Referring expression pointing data
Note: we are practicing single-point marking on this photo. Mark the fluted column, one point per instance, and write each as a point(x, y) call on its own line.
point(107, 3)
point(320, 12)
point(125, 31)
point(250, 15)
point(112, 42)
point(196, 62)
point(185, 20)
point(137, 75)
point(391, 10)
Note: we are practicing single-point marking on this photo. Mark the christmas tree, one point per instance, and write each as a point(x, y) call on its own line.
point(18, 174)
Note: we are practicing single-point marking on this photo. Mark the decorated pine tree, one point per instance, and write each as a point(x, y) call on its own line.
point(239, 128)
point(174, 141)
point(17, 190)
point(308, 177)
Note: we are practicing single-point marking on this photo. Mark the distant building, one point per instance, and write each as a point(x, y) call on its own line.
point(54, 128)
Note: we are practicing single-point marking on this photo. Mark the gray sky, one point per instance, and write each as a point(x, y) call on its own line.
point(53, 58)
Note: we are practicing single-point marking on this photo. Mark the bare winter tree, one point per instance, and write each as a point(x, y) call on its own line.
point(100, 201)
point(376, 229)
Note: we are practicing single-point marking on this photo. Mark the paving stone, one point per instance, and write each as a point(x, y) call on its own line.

---

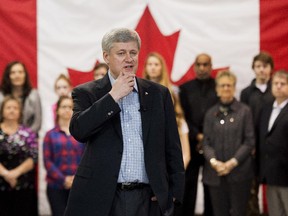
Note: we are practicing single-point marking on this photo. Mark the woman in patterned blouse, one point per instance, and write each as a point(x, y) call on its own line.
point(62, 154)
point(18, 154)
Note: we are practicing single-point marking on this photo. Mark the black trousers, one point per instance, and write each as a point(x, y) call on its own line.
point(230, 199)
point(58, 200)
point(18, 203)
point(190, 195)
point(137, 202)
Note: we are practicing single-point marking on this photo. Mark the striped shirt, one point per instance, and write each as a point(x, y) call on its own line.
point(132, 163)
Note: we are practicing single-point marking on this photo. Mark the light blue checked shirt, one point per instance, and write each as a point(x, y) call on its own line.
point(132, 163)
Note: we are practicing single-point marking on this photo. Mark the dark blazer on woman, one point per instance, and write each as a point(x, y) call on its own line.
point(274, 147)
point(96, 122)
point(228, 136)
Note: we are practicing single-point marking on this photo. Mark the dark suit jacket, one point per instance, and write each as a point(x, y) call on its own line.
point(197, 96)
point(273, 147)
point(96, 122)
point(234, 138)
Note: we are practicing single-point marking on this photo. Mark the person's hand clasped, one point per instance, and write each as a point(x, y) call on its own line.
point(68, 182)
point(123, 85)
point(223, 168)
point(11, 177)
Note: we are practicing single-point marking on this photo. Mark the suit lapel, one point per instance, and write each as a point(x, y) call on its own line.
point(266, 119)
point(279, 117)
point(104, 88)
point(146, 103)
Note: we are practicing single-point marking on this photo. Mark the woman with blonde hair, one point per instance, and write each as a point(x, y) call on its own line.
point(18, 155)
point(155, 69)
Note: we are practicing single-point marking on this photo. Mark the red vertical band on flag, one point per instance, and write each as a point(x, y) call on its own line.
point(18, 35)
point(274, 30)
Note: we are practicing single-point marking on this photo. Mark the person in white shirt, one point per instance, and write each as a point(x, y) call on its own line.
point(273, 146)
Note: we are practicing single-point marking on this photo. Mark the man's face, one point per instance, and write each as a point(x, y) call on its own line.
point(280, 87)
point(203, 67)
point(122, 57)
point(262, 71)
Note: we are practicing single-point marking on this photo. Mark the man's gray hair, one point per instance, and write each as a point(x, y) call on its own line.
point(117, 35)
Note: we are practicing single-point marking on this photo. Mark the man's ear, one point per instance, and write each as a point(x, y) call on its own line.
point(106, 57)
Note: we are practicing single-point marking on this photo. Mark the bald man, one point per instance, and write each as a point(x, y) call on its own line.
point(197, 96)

**Task brief:** What you give back must be the stretch above, starting at the line with "Mark the bare" and ending at the line with "Mark the paving", copied exactly.

**Solution to the problem:**
Note: we are practicing single-point marking on this photo. Mark the bare winter tree, one point per instance, and write each as a point(x, y) call on its own line.
point(100, 201)
point(376, 229)
Note: we are practicing single-point marking on this photo. Mark the paving stone, one point per instance, and write each as a point(x, y) call on its own line.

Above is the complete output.